Mr Binley: Can I welcome you. Can I say
how delighted I am that there is somebody who knows a little bit
about business in the higher echelons of government.
Mr Bone: Hear, hear.
Q50 Mr Binley: Can I say I am only
sorry that we do not have somebody in the Cabinet who knows as
much about business as you do. Can I say that Lord Jones of Birmingham
is a pretty big title, Digbysorry, Minister. Can I say
that you are going to be called Lord Brum from now on, the Brummie
boy made good. I do not mind that. I am concerned however as to
whether you are a blues fan or whether you prefer claret. I have
no doubt that that will emerge later on. I do want to ask you
about corporate taxes because you have been a great fan of reducing
corporate taxes. I have heard you speak many times and I have
clapped with gusto. You are now in a situation where you can have
some effect. Can I ask you whether you thought that the increase
in corporate taxes for the most productive, creative and job-producing
sector of British business, SMEs, was absolutely stupid and will
you do something to change that?
Lord Jones of Birmingham: Firstly,
God is alive and well and keeping goal for Aston Villa. Secondly,
one thing that is always forgotten by so many people when we talk
about business, in whatever sector it is, is that 99.2% of private-sector
employment in this country is done by SMEs.
Q51 Mr Binley: I think it is a bit
more. I think it is 99.8%.

### YOUR GOAL
In the transcript, what share of private-sector employment in the country does Lord Jones of Birmingham say is done by SMEs?

Data records:

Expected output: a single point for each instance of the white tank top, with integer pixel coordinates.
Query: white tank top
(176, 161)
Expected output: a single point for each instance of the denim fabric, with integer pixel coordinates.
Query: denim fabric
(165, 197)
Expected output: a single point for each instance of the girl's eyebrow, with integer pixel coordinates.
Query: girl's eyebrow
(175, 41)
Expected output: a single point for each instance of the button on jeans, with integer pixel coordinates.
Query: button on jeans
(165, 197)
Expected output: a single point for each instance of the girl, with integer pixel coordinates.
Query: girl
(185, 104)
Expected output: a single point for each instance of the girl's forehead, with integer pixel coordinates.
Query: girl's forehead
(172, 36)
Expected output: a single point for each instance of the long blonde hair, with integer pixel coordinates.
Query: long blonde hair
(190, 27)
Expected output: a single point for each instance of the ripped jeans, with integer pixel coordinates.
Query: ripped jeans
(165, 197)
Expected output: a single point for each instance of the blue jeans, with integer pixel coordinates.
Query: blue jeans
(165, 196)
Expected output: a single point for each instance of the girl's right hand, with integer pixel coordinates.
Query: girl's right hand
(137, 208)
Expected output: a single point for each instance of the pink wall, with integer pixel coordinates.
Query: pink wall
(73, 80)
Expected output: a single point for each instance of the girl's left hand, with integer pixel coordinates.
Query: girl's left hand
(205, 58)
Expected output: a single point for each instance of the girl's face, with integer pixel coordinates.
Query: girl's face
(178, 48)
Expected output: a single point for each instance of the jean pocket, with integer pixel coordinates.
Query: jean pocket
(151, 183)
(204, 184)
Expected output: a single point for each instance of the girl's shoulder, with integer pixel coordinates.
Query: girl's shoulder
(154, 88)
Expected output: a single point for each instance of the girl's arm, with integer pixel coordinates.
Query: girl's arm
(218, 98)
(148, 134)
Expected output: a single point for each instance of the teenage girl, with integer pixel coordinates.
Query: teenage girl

### EXERCISE RESPONSE
99.2%